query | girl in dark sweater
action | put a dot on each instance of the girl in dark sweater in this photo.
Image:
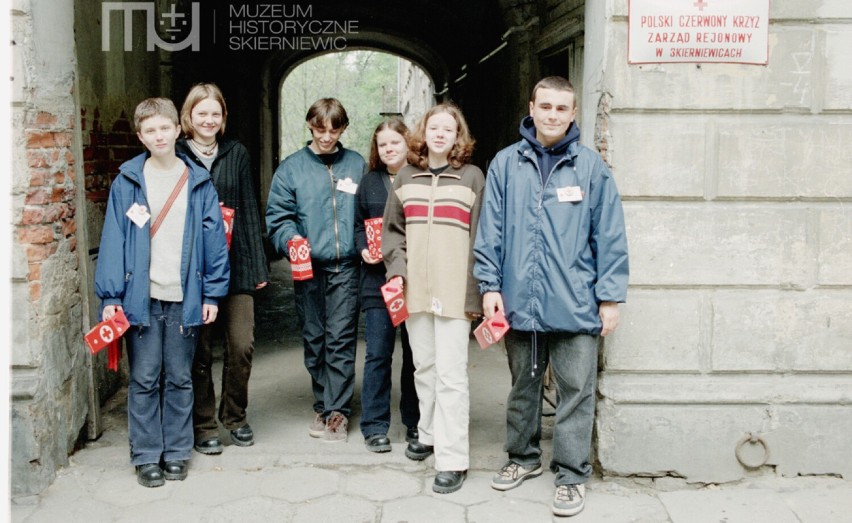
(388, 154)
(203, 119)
= = = =
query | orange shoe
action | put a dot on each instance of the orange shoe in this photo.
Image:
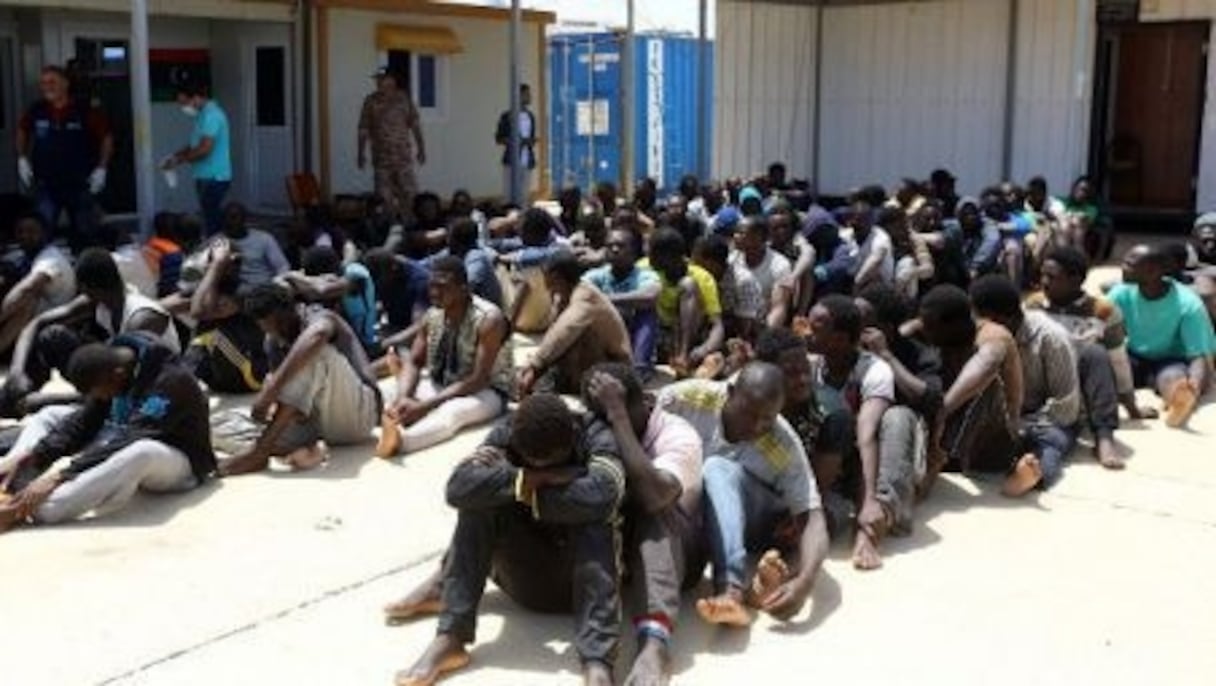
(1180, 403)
= = = =
* Your instructions *
Show the lines of the material that contain the word "this".

* Answer section *
action | put a dot on each instance of the girl in dark sweater in this photo.
action | put a dot on each instance of the orange shoe in this photo.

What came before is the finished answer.